## Begin

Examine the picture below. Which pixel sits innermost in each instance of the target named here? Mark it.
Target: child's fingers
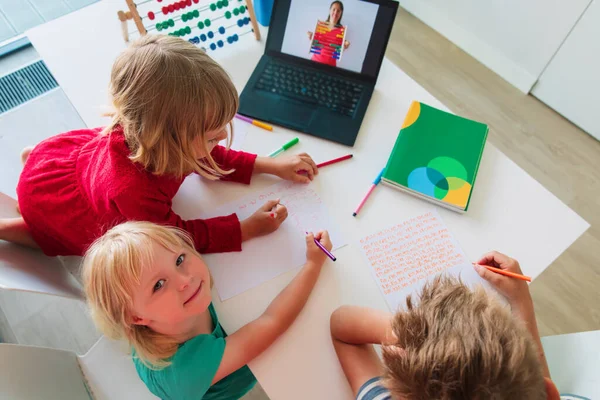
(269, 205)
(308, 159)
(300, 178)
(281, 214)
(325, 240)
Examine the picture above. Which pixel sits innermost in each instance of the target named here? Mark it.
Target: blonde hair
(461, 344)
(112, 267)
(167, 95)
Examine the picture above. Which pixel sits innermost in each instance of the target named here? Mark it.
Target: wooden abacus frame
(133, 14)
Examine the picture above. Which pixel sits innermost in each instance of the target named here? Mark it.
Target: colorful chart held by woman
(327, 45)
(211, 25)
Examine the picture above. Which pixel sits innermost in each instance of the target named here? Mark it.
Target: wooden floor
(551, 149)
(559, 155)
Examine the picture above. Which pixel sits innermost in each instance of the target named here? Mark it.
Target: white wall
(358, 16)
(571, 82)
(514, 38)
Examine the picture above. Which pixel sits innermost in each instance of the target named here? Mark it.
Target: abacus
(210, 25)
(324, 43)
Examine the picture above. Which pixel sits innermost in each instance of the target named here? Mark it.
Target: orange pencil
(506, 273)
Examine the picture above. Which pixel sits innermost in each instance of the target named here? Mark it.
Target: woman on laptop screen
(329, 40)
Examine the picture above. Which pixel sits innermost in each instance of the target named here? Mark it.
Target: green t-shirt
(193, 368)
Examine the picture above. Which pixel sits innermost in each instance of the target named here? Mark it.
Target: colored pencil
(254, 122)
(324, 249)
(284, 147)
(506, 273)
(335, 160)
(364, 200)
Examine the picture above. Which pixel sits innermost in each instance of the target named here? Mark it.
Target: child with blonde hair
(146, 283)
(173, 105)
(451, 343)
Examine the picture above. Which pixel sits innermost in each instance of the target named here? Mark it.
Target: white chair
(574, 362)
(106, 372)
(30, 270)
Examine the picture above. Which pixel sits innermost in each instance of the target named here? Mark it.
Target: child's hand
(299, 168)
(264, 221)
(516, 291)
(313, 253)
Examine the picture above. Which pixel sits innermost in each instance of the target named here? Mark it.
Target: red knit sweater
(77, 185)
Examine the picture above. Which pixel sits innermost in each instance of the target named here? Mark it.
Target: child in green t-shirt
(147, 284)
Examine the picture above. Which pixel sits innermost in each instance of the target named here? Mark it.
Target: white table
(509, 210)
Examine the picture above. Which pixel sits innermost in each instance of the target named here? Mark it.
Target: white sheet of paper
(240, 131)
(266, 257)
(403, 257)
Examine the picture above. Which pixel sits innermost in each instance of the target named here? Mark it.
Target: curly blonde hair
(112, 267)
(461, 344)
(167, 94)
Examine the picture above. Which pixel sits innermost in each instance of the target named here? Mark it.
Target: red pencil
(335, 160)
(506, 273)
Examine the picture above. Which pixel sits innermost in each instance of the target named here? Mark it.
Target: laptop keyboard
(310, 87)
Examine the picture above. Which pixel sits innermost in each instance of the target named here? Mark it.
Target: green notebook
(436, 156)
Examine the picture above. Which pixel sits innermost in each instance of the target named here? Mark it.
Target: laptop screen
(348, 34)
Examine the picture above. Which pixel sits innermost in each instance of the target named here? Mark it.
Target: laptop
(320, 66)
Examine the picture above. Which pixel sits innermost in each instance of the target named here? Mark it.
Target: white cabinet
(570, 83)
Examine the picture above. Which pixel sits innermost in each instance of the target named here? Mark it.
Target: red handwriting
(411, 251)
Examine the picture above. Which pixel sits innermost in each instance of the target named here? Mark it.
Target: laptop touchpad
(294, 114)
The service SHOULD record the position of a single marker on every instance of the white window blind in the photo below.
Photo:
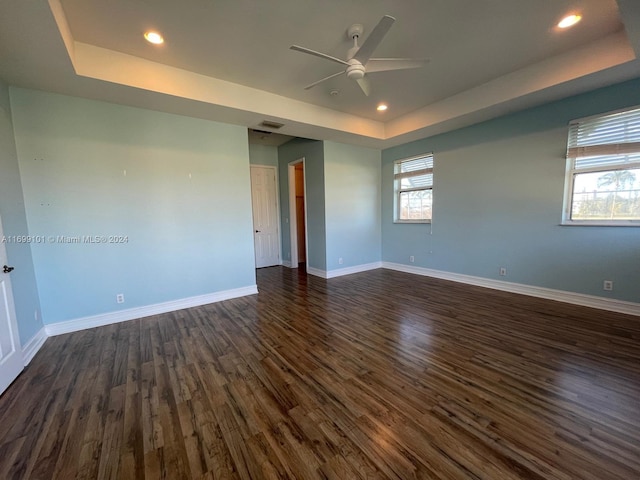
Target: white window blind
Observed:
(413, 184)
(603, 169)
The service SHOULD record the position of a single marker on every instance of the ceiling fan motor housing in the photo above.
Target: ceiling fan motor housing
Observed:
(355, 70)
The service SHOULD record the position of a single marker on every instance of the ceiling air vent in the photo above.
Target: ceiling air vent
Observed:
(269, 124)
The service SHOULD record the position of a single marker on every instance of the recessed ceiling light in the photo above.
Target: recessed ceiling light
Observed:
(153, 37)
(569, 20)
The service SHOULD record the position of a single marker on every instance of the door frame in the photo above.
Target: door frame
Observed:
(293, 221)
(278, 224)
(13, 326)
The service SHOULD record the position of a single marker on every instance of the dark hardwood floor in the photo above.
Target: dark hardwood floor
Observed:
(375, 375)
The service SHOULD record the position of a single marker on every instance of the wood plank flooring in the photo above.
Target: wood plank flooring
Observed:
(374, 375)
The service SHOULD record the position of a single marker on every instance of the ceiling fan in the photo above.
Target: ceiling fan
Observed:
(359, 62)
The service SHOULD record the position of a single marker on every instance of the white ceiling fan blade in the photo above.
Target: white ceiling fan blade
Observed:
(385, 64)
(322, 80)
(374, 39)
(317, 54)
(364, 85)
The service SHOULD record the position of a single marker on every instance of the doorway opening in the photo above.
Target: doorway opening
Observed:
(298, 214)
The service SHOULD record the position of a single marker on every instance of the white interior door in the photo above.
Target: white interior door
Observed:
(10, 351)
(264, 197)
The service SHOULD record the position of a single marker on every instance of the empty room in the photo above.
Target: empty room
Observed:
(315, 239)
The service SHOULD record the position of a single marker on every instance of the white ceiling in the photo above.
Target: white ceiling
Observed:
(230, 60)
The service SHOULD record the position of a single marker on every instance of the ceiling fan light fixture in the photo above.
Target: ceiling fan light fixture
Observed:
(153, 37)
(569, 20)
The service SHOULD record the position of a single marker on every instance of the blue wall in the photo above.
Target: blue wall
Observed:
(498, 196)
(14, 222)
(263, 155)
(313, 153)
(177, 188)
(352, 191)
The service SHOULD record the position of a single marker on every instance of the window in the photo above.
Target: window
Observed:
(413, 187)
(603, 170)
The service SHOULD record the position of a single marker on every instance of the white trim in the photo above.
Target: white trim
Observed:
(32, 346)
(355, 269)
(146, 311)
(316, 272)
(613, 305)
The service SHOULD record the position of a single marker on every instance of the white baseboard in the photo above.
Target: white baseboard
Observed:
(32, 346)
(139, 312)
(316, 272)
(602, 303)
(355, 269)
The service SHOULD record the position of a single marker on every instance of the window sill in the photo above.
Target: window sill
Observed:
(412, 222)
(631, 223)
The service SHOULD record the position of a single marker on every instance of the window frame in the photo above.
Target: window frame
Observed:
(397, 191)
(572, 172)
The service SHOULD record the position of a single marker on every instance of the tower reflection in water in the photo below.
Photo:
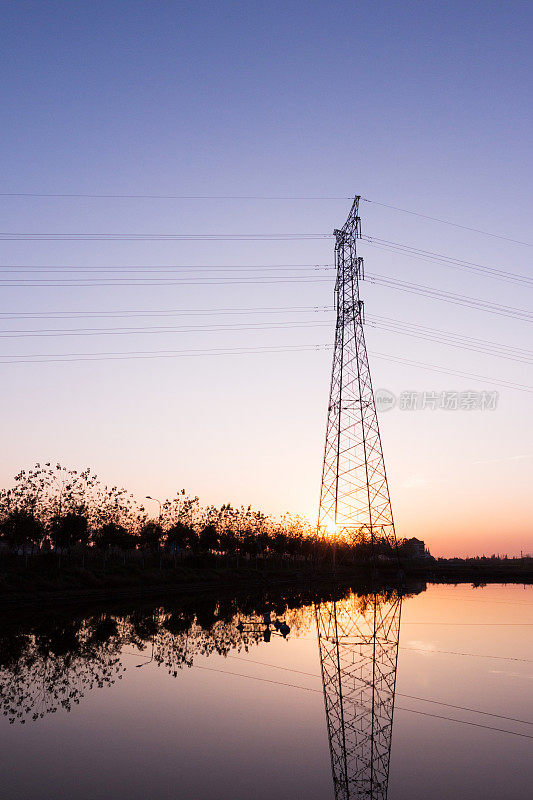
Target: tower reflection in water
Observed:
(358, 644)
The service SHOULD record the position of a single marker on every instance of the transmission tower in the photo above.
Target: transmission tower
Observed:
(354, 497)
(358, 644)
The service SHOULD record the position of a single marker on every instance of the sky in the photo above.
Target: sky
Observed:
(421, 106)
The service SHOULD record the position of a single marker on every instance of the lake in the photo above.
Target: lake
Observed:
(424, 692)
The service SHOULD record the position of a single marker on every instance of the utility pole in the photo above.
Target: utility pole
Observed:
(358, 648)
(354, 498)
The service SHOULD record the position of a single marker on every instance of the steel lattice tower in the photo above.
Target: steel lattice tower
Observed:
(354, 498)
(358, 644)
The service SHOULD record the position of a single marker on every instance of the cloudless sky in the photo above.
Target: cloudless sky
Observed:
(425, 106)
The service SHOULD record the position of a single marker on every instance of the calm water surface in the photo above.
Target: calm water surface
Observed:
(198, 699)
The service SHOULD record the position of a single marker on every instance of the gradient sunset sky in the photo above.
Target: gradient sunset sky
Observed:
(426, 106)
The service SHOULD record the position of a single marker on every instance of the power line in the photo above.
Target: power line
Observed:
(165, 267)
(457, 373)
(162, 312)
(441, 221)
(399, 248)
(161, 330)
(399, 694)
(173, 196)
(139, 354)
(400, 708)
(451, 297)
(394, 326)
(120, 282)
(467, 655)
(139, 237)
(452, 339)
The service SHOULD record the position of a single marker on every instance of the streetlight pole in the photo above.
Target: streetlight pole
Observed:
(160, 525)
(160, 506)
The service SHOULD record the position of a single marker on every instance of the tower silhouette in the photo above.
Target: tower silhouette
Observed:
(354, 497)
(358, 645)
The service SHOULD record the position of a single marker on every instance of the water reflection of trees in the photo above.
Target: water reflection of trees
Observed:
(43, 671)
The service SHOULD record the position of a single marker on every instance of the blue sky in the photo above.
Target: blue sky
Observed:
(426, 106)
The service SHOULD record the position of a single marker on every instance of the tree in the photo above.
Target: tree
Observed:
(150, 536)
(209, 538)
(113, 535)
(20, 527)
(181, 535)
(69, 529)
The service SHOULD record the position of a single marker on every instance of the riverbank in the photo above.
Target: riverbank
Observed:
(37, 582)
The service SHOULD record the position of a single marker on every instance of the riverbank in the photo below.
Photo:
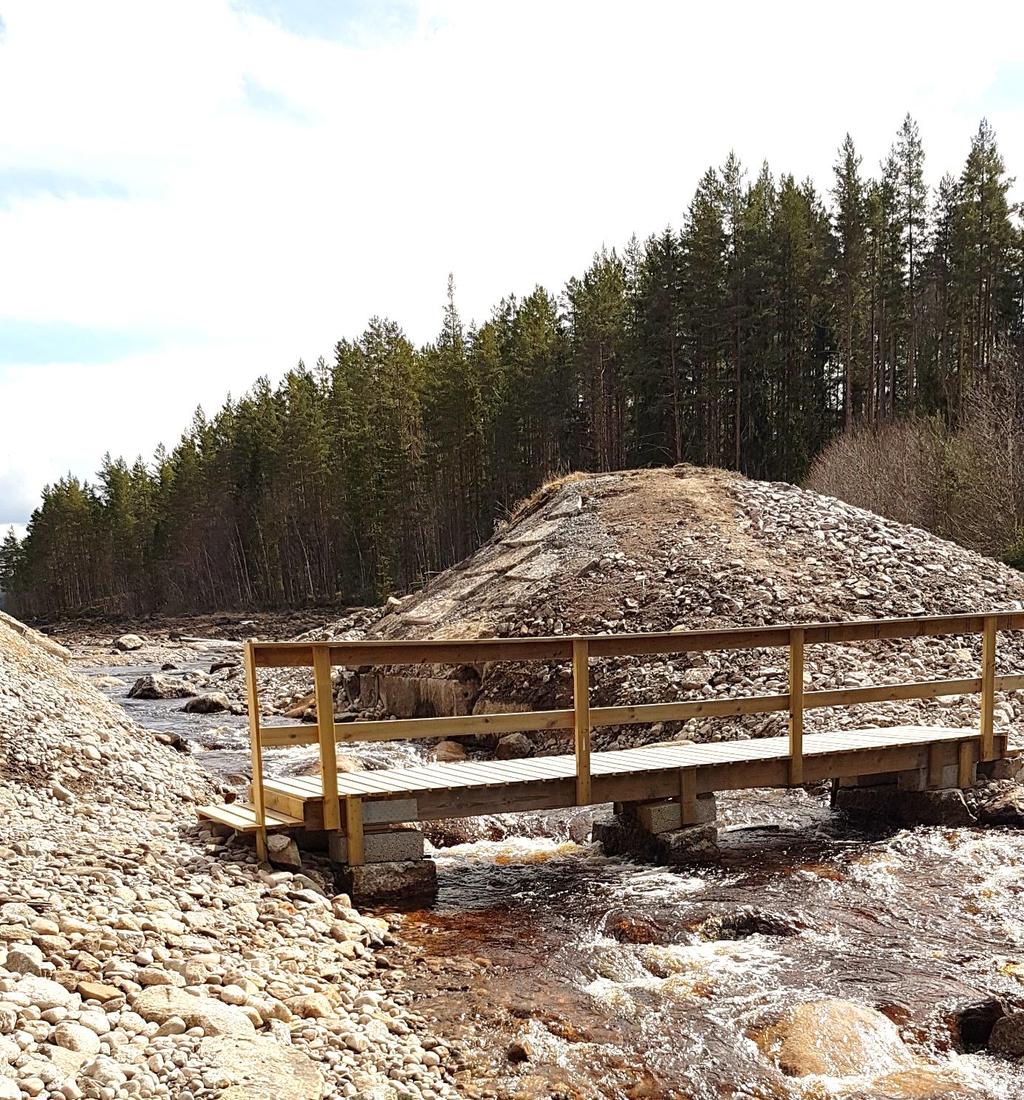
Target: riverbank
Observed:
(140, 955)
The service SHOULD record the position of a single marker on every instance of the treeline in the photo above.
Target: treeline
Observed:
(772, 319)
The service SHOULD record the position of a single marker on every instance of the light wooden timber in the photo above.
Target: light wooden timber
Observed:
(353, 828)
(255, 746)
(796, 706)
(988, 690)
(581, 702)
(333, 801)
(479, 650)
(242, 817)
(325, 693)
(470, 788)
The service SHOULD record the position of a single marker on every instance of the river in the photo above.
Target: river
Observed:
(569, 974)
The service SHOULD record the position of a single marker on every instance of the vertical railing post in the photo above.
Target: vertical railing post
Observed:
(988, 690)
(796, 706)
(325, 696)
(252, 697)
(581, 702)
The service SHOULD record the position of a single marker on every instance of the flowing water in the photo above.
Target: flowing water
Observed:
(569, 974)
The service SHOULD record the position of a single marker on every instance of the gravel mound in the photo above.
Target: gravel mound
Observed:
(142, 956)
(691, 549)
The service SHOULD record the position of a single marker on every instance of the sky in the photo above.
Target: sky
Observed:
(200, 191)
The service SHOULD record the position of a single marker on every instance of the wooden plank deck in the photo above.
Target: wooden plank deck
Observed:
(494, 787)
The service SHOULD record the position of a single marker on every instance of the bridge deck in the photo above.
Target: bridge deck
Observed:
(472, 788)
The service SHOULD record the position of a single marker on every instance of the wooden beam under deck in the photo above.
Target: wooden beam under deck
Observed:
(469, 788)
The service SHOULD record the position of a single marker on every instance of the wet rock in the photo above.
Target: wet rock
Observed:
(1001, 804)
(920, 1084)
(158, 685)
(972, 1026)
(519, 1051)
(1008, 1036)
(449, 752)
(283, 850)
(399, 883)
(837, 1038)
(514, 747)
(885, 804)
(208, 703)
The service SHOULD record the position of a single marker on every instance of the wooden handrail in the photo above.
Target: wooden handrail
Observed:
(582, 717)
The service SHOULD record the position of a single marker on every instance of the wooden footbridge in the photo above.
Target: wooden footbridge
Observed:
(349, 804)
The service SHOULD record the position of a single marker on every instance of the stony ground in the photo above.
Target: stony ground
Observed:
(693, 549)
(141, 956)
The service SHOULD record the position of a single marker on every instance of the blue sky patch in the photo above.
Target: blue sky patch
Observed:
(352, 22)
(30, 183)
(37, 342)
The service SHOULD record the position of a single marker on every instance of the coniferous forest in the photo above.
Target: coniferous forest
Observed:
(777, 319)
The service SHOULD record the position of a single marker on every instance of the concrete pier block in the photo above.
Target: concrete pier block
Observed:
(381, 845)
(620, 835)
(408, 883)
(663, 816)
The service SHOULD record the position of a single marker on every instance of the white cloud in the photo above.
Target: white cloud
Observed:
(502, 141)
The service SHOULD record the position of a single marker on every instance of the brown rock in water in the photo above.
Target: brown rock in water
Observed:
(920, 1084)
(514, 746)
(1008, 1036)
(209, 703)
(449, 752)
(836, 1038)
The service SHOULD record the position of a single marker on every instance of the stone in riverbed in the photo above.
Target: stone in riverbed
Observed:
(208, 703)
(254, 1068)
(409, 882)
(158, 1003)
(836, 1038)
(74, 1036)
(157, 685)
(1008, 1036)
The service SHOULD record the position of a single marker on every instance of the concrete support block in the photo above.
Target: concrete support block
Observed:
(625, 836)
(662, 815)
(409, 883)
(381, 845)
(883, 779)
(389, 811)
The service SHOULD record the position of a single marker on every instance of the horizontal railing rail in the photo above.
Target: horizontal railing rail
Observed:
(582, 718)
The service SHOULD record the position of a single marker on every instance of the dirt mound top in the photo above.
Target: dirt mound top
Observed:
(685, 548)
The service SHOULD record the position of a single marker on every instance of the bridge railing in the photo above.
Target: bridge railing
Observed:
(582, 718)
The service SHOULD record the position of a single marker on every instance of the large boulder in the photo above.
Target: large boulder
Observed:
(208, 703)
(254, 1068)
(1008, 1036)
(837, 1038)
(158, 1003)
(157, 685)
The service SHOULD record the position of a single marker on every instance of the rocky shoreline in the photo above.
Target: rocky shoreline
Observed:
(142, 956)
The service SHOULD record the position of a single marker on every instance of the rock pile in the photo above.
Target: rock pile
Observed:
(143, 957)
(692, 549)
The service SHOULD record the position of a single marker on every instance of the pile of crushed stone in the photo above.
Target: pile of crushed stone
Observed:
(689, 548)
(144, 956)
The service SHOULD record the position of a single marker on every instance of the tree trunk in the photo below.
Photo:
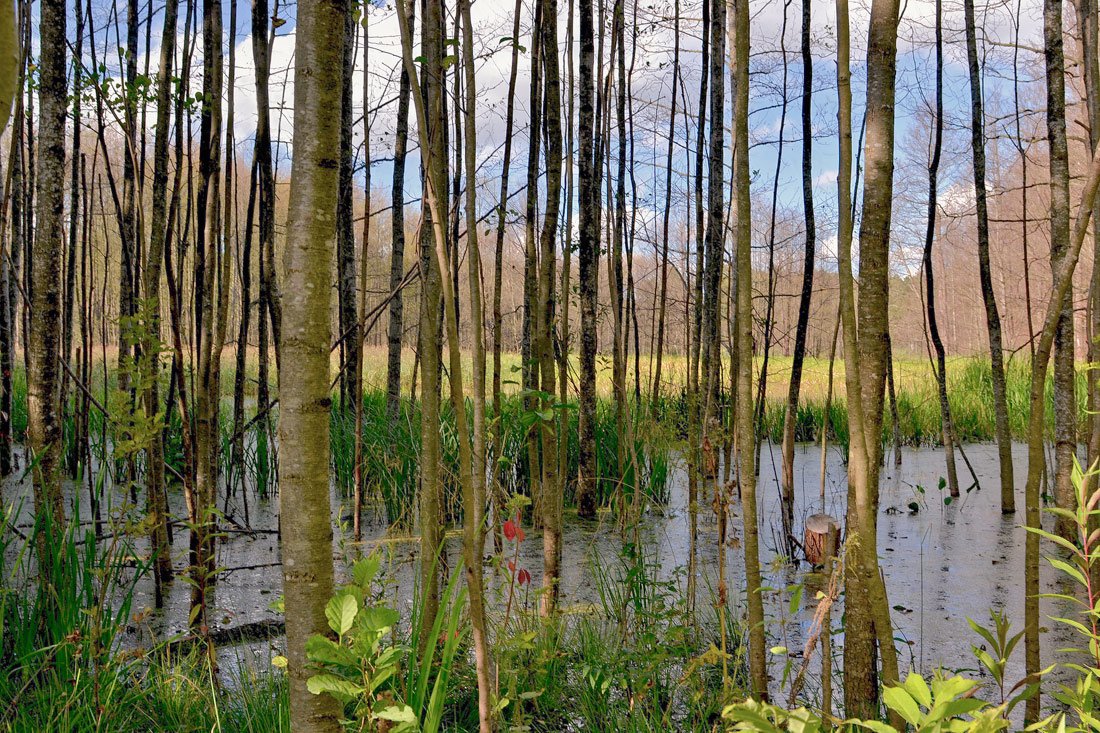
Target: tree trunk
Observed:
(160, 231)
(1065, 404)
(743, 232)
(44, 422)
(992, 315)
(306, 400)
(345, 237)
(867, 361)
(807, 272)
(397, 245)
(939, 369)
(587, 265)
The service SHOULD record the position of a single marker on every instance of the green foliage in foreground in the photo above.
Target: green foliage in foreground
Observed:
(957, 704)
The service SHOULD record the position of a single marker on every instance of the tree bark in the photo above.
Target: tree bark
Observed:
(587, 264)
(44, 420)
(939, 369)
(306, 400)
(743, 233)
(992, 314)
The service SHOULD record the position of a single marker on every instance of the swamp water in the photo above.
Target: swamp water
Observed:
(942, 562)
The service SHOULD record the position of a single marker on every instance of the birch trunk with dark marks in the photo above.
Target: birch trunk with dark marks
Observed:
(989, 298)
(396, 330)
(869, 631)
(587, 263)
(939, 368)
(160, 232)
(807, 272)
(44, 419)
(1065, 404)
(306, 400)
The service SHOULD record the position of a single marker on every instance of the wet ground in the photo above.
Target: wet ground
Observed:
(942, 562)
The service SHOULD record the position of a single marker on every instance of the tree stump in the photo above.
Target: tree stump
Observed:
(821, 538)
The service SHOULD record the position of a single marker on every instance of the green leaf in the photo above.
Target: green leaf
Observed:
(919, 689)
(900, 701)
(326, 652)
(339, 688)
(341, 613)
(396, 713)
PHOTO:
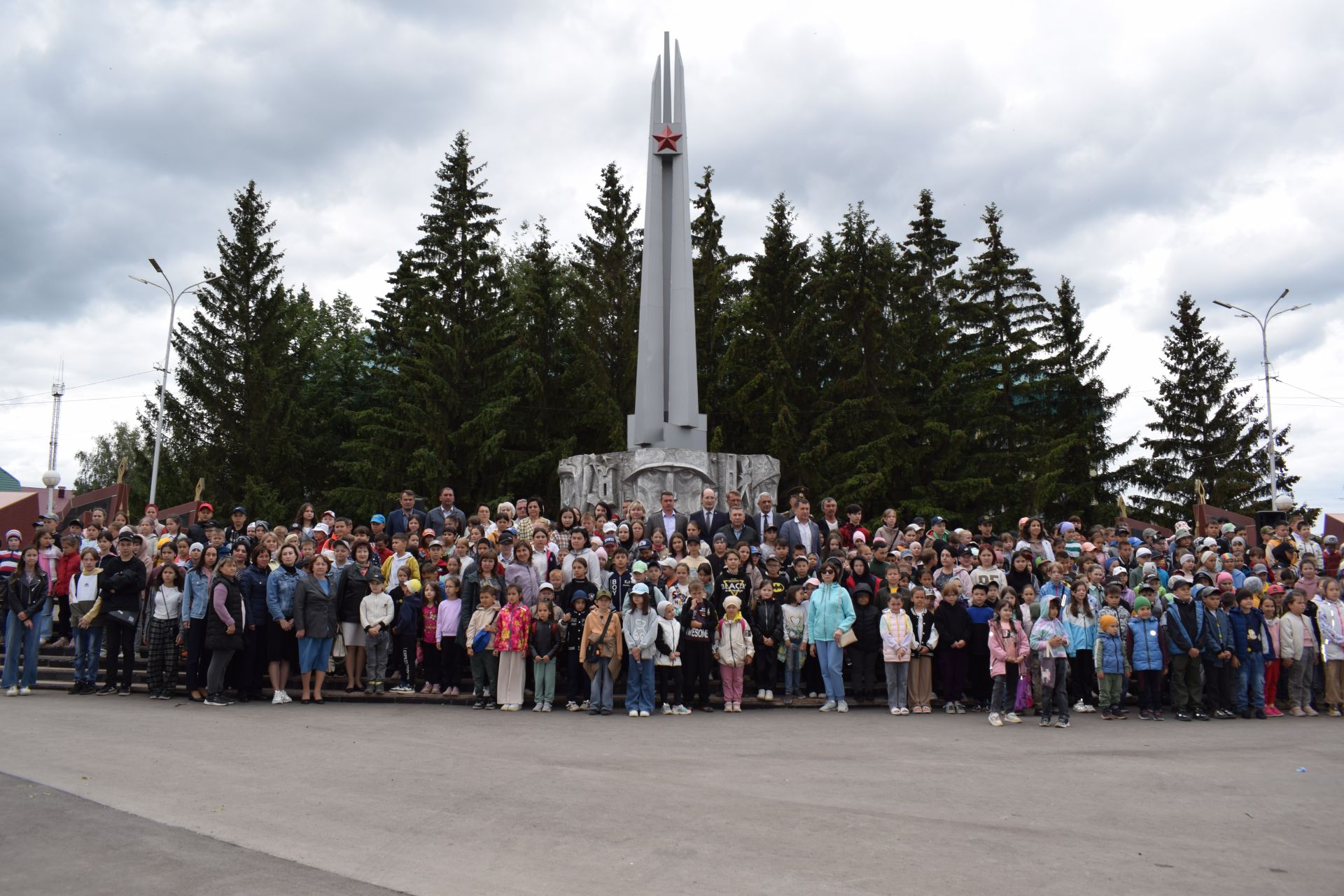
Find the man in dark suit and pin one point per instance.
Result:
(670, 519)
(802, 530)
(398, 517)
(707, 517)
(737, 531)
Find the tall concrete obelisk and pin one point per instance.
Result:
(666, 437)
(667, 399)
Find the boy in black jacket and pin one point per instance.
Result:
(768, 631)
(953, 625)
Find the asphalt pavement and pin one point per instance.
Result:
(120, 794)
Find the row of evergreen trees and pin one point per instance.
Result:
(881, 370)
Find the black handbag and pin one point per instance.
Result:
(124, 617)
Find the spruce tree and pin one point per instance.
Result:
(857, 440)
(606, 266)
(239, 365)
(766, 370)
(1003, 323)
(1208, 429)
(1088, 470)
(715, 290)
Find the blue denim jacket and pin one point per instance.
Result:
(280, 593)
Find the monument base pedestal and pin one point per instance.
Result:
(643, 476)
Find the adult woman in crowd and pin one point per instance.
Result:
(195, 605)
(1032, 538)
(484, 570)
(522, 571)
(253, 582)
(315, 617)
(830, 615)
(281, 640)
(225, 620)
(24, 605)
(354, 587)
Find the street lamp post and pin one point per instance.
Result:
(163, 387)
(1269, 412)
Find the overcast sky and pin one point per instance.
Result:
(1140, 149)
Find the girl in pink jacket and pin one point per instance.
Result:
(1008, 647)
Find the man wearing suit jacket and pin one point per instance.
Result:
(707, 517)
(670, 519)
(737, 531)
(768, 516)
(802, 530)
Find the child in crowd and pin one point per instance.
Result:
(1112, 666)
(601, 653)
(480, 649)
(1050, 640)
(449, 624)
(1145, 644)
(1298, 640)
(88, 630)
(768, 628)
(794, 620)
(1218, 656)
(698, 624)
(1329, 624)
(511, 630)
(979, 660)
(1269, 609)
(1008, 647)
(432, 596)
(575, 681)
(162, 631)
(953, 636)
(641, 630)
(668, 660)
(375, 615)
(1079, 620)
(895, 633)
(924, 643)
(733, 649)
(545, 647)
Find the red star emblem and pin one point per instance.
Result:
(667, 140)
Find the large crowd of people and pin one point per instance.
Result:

## End

Rewrite the records from the line containing "Find the large" through the end of the records, replacing "large crowd" with "dense crowd" and leaving everything else unchanged.

» Task answer:
Find the dense crowd of people and pin one point per instance.
Result:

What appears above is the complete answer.